> What is required: Reproduce verbatim the portion of the Spark pull-request thread between "On Sun, 25 Aug 2024 at 18:15, Mark" and "generative AI tooling?", inclusive.

> Text:
__________
Re: Please review (ValidateExternalType should return child in error)

Mark Andreev Sun, 25 Aug 2024 10:19:18 -0700

Hi Michael,

I would really appreciate it if you could review my PR [
https://github.com/apache/spark/pull/47522 ], as your expertise in the SQL
part of Apache Spark is invaluable. Would you mind taking a look at my
changes?




On Sun, 25 Aug 2024 at 18:15, Mark Andreev <[email protected]> wrote:

> Thank you Bjørn.
>
> My PR [ https://github.com/apache/spark/pull/47522 ] was updated to be
> aligned with the guideline.
>
> + What changes were proposed in this pull request?
> + Why are the changes needed?
> + Does this PR introduce any user-facing change?
> + How was this patch tested?
> + Was this patch authored or co-authored using generative AI tooling?
>
>
>
> On Sun, 25 Aug 2024 at 15:47, Bjørn Jørgensen <[email protected]>
> wrote:
>
>> Apache spark does have a template for PR's
>> https://github.com/apache/spark/blob/master/.github/PULL_REQUEST_TEMPLATE
>>
>>
>> søn. 25. aug. 2024 kl. 13:41 skrev Mich Talebzadeh <
>> [email protected]>:
>>
>>> Unfortunately it is not that straight forward
>>>
>>>
>>>    1. Committer Votes: The PR needs a sufficient number of "+1" votes
>>>    from *committers.*
>>>    2. Review Process: Address feedback from the community and
>>>    committers to ensure the PR meets the necessary standards.
>>>    3. Approval: Once approved by committers, the PR can be merged into
>>>    the main codebase.
>>>
>>>
>>> HTH
>>>
>>>
>>>
>>> On Sun, 25 Aug 2024 at 08:17, Mark Andreev <[email protected]>
>>> wrote:
>>>
>>>> Thank you for your review.
>>>>
>>>> Could you explain how to merge this commit into the upstream? I don't
>>>> want this PR to be abandoned.
>>>>
>>>> Best regards,
>>>> Mark Andreev
>>>>
>>>>
>>>> On Wed, 21 Aug 2024 at 23:08, Mich Talebzadeh <
>>>> [email protected]> wrote:
>>>>
>>>>> Hi Mark,
>>>>>
>>>>> You have already done that and have made the request for review.
__________
> Entries provided:
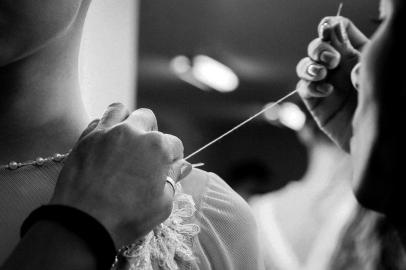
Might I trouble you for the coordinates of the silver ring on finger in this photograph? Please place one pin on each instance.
(171, 182)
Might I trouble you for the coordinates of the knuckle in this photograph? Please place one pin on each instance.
(117, 131)
(148, 113)
(154, 141)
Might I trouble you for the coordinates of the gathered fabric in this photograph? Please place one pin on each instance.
(167, 245)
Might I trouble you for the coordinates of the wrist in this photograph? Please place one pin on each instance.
(82, 225)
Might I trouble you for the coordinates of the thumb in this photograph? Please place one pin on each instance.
(341, 41)
(89, 128)
(347, 39)
(179, 170)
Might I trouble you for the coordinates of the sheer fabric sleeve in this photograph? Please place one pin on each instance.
(228, 239)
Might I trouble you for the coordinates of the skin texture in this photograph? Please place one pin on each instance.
(372, 125)
(41, 113)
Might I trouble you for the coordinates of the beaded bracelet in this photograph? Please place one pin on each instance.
(80, 223)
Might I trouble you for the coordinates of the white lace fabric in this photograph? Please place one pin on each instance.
(167, 245)
(227, 240)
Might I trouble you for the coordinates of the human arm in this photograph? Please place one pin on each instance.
(108, 185)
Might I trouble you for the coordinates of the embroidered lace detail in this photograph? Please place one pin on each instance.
(167, 245)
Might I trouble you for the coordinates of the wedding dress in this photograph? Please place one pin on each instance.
(211, 227)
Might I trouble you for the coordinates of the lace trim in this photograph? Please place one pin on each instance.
(167, 245)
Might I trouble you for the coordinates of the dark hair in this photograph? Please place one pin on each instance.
(369, 242)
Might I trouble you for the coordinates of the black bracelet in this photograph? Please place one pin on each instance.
(80, 223)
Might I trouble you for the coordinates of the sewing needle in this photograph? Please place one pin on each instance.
(340, 8)
(241, 124)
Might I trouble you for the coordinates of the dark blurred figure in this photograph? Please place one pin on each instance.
(302, 223)
(369, 243)
(250, 177)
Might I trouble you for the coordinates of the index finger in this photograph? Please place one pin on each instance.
(142, 119)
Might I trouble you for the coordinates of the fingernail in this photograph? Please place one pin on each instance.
(94, 122)
(325, 89)
(327, 57)
(115, 104)
(185, 170)
(323, 33)
(314, 70)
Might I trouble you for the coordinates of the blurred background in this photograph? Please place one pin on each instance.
(203, 66)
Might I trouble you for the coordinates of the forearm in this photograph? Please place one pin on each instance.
(50, 246)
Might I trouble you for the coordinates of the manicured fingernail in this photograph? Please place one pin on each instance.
(325, 89)
(323, 33)
(185, 170)
(327, 57)
(314, 70)
(94, 122)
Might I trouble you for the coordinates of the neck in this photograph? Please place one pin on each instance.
(324, 162)
(41, 111)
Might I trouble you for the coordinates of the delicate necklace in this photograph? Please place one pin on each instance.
(39, 161)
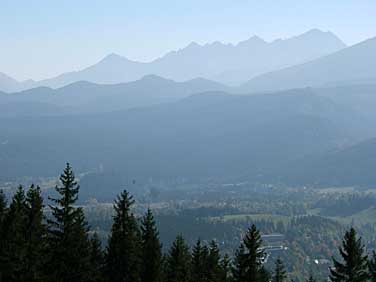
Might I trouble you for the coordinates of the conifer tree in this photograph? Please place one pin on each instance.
(96, 259)
(151, 250)
(311, 278)
(239, 265)
(214, 269)
(199, 267)
(14, 252)
(68, 234)
(178, 262)
(3, 208)
(35, 235)
(3, 212)
(15, 227)
(225, 269)
(124, 245)
(253, 255)
(354, 265)
(372, 267)
(279, 274)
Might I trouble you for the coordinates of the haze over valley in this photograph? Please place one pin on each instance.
(250, 161)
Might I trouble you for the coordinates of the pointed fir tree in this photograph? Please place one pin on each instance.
__________
> Finished answer:
On Sun, 25 Aug 2024 at 18:15, Mark Andreev <[email protected]> wrote:

> Thank you Bjørn.
>
> My PR [ https://github.com/apache/spark/pull/47522 ] was updated to be
> aligned with the guideline.
>
> + What changes were proposed in this pull request?
> + Why are the changes needed?
> + Does this PR introduce any user-facing change?
> + How was this patch tested?
> + Was this patch authored or co-authored using generative AI tooling?